- **Written instruction**: Render the data as a Markdown table with the columns "Row" and "Text," one numbered row per line, from the start of the data through the line containing "top-left (36, 172), bottom-right (82, 237)", with blank lines omitted. Leave the pictures out of your answer.
-- START OF Provided information --
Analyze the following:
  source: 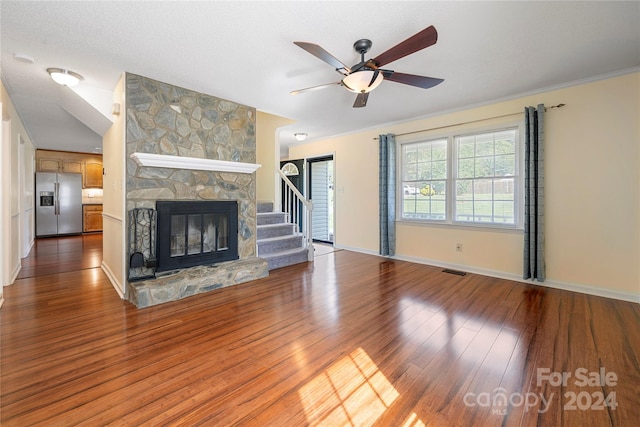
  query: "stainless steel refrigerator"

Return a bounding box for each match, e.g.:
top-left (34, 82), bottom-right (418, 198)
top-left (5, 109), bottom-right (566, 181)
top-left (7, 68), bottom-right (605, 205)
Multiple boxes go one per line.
top-left (36, 172), bottom-right (82, 237)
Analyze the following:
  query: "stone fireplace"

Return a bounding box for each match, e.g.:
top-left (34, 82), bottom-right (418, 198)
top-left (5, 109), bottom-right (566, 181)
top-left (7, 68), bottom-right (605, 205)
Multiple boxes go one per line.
top-left (125, 73), bottom-right (268, 308)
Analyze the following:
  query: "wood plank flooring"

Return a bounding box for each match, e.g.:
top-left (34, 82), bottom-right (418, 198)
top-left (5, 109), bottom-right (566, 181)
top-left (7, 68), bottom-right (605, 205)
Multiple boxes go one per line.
top-left (0, 238), bottom-right (640, 426)
top-left (17, 233), bottom-right (102, 279)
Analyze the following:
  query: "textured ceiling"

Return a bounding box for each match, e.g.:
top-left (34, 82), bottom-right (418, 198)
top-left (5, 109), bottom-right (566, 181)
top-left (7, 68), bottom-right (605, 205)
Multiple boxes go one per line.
top-left (0, 0), bottom-right (640, 155)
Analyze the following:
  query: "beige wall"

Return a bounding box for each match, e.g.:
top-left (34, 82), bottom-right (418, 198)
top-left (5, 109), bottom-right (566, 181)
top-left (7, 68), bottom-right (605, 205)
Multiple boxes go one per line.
top-left (289, 73), bottom-right (640, 301)
top-left (102, 75), bottom-right (127, 297)
top-left (256, 111), bottom-right (294, 202)
top-left (0, 82), bottom-right (35, 299)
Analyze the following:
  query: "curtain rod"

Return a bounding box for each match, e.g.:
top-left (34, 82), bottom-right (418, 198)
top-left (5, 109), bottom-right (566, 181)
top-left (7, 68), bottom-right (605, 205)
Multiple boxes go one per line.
top-left (373, 104), bottom-right (566, 140)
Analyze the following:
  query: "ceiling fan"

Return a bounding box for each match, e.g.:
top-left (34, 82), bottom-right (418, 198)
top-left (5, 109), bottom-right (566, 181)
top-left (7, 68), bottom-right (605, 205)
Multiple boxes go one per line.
top-left (291, 25), bottom-right (444, 108)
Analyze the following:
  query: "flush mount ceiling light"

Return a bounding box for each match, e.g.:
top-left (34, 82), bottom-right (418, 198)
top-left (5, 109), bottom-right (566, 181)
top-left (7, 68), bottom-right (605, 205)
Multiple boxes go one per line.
top-left (47, 68), bottom-right (84, 86)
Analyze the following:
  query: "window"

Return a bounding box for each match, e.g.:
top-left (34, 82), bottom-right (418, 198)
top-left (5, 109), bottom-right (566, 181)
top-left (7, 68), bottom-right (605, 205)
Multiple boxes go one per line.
top-left (400, 128), bottom-right (521, 228)
top-left (401, 139), bottom-right (448, 220)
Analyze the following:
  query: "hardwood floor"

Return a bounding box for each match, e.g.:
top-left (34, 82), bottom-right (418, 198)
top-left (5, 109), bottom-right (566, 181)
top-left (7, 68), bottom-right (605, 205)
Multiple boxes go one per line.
top-left (17, 233), bottom-right (102, 279)
top-left (0, 236), bottom-right (640, 426)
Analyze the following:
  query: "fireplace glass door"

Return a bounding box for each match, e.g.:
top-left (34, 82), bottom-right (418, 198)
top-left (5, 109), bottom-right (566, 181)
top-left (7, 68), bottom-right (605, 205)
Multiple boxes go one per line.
top-left (170, 214), bottom-right (229, 257)
top-left (156, 201), bottom-right (238, 271)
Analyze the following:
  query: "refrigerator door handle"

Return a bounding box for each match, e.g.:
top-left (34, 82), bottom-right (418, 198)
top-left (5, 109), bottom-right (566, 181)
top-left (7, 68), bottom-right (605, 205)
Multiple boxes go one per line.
top-left (53, 182), bottom-right (60, 215)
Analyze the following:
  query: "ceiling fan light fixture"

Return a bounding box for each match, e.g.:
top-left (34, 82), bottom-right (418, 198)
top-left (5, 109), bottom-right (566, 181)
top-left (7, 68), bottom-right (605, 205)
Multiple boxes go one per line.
top-left (47, 68), bottom-right (84, 86)
top-left (342, 70), bottom-right (384, 93)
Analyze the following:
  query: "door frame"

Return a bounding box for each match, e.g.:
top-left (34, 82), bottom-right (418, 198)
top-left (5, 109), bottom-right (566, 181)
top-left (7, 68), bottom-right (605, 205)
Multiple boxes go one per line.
top-left (304, 152), bottom-right (337, 245)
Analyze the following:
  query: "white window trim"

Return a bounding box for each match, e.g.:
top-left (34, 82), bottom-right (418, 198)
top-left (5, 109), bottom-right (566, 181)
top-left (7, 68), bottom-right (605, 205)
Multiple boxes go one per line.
top-left (396, 121), bottom-right (524, 233)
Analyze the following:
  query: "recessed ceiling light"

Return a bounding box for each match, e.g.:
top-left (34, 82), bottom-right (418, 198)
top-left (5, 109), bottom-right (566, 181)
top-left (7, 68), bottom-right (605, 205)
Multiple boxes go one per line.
top-left (13, 53), bottom-right (36, 64)
top-left (47, 68), bottom-right (84, 86)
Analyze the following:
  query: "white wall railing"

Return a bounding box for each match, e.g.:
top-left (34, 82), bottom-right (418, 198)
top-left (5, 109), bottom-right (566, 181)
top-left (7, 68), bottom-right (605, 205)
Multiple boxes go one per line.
top-left (278, 170), bottom-right (313, 261)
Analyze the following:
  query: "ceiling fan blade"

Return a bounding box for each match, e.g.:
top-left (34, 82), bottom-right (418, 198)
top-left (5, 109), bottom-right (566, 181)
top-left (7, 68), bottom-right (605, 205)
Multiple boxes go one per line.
top-left (289, 82), bottom-right (342, 95)
top-left (382, 71), bottom-right (444, 89)
top-left (293, 42), bottom-right (351, 75)
top-left (372, 25), bottom-right (438, 67)
top-left (353, 92), bottom-right (369, 108)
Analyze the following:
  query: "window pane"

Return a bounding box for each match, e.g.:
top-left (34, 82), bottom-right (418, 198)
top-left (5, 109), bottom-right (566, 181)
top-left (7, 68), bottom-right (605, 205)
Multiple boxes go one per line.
top-left (400, 139), bottom-right (447, 220)
top-left (454, 129), bottom-right (517, 225)
top-left (475, 157), bottom-right (494, 177)
top-left (458, 158), bottom-right (476, 178)
top-left (495, 154), bottom-right (516, 176)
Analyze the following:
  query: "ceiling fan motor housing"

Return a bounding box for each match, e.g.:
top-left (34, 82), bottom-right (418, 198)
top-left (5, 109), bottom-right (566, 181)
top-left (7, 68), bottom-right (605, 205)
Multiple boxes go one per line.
top-left (353, 39), bottom-right (373, 55)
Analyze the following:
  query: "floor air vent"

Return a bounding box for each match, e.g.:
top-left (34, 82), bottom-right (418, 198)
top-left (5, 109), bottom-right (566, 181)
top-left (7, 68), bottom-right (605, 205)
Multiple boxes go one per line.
top-left (442, 268), bottom-right (467, 276)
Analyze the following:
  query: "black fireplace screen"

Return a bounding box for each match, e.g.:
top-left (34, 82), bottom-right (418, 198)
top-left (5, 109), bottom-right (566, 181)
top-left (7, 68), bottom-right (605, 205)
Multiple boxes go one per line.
top-left (156, 201), bottom-right (238, 271)
top-left (128, 208), bottom-right (156, 281)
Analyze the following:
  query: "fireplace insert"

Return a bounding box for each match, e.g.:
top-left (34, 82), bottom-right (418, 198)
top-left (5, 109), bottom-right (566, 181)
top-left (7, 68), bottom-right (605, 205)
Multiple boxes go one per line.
top-left (156, 200), bottom-right (238, 271)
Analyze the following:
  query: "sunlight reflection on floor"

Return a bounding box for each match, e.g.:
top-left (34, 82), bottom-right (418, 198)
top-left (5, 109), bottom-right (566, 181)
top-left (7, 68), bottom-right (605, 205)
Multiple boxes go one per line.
top-left (298, 348), bottom-right (399, 426)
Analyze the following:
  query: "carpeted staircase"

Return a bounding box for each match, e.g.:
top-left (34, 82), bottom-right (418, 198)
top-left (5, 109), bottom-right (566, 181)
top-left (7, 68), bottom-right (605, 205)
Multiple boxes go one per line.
top-left (257, 202), bottom-right (313, 270)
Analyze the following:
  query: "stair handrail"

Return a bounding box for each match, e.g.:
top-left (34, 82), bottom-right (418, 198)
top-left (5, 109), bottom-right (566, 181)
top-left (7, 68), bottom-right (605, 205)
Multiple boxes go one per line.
top-left (278, 169), bottom-right (313, 261)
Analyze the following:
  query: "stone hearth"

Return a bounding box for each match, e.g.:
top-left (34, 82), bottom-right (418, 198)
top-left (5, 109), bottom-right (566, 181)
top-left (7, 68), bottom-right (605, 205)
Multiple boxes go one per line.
top-left (129, 258), bottom-right (269, 308)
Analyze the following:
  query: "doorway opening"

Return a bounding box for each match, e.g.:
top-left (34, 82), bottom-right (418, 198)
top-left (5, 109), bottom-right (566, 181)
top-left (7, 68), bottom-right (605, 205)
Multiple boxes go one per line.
top-left (307, 155), bottom-right (335, 244)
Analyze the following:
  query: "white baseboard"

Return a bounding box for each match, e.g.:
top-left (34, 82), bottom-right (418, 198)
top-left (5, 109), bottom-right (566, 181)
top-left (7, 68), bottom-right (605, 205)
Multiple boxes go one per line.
top-left (21, 239), bottom-right (36, 258)
top-left (9, 263), bottom-right (22, 284)
top-left (100, 262), bottom-right (124, 299)
top-left (333, 243), bottom-right (382, 256)
top-left (393, 255), bottom-right (640, 304)
top-left (334, 244), bottom-right (640, 304)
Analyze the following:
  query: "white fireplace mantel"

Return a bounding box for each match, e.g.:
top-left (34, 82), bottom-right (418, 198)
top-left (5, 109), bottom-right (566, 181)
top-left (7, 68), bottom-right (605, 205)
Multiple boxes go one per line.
top-left (130, 153), bottom-right (262, 173)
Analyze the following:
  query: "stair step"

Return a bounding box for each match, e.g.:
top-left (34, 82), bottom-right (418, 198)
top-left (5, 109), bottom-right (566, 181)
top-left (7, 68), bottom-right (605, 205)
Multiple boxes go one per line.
top-left (258, 234), bottom-right (302, 256)
top-left (256, 212), bottom-right (286, 225)
top-left (260, 248), bottom-right (308, 270)
top-left (257, 202), bottom-right (273, 213)
top-left (256, 223), bottom-right (294, 240)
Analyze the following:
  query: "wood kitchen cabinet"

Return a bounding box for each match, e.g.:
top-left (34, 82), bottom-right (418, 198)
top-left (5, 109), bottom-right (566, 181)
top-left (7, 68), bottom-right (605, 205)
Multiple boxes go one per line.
top-left (82, 205), bottom-right (102, 233)
top-left (36, 150), bottom-right (102, 188)
top-left (84, 161), bottom-right (102, 188)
-- END OF Provided information --
- **Result below**:
| Row | Text |
|---|---|
| 1 | Analyze the following: |
| 2 |   source:  |
| 3 |   query: "stainless steel refrigerator" |
| 4 | Return a bounding box for each match, e.g.: |
| 5 | top-left (34, 82), bottom-right (418, 198) |
| 6 | top-left (5, 109), bottom-right (566, 181) |
| 7 | top-left (7, 68), bottom-right (605, 205) |
| 8 | Multiple boxes go one per line. |
| 9 | top-left (36, 172), bottom-right (82, 237) |